■ **TRECHO**:
──────────────────────────────

Primeiro caso relatado sobre alérgeno recém-descoberto

20/02/2004
 

 

Alergia à carne é rara e geralmente se deve à sensibilização pela albumina bovina. Relato de caso publicado no periódico especializado Allergy descreve quadro de alergia a carne bovina devida a outro alérgeno, a mioglobina. Após submeteram a paciente em questão a diversos testes para elucidação de seus episódios recorrentes de hipersensibilidade após ingestão de variados tipos de carne, os autores verificaram a existência de um alérgeno resistente ao calor que foi posteriormente identificado como sendo mioglobina. Trata-se do primeiro relato publicado na literatura médica mundial sobre hipersensibilidade à mioglobina.

Allergy

Isolation and characterization of a heat-resistant beef allergen: myoglobin
Mª. M. Fuentes1, R. Palacios2, Mª. M. Garcés1, M. L. Caballero2, I. Moneo2

Background: Meat allergy is rarely reported. Most of the described cases are sensitizations to bovine serum albumin.

──────────────────────────────

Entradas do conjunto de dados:
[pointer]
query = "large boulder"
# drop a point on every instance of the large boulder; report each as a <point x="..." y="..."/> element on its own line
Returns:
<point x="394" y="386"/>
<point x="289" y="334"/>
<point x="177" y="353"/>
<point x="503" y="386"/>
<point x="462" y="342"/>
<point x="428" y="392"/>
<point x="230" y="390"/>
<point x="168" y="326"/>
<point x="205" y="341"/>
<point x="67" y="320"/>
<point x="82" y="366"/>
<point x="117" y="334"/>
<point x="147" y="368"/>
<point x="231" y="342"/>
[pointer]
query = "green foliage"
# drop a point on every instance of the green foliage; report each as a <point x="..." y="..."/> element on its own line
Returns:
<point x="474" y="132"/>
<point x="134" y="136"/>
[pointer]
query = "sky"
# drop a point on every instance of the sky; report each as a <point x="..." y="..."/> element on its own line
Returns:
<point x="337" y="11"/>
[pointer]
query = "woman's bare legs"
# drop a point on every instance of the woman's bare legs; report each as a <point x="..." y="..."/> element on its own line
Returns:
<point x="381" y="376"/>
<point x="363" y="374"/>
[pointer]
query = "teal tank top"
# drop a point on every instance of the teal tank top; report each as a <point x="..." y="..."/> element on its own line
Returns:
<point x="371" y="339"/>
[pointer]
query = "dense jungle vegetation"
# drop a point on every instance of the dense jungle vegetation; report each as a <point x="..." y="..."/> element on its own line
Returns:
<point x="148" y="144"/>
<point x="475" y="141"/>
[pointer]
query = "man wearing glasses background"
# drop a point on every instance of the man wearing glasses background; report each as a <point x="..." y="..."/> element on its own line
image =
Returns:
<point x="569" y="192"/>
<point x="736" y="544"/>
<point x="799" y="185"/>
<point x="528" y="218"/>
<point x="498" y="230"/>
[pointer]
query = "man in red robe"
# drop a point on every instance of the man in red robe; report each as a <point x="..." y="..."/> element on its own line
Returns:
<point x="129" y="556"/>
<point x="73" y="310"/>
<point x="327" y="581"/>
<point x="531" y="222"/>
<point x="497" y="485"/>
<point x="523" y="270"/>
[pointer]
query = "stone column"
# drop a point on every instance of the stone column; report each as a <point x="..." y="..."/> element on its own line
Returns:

──────────────────────────────

■ **EXERCÍCIO**:
Reproduza na íntegra, sem nenhuma alteração, o trecho sobre o alérgeno da carne bovina apresentado acima.

■ **RESPOSTA**:
Primeiro caso relatado sobre alérgeno recém-descoberto

20/02/2004
 

 

Alergia à carne é rara e geralmente se deve à sensibilização pela albumina bovina. Relato de caso publicado no periódico especializado Allergy descreve quadro de alergia a carne bovina devida a outro alérgeno, a mioglobina. Após submeteram a paciente em questão a diversos testes para elucidação de seus episódios recorrentes de hipersensibilidade após ingestão de variados tipos de carne, os autores verificaram a existência de um alérgeno resistente ao calor que foi posteriormente identificado como sendo mioglobina. Trata-se do primeiro relato publicado na literatura médica mundial sobre hipersensibilidade à mioglobina.

Allergy

Isolation and characterization of a heat-resistant beef allergen: myoglobin
Mª. M. Fuentes1, R. Palacios2, Mª. M. Garcés1, M. L. Caballero2, I. Moneo2

Background: Meat allergy is rarely reported. Most of the described cases are sensitizations to bovine serum albumin.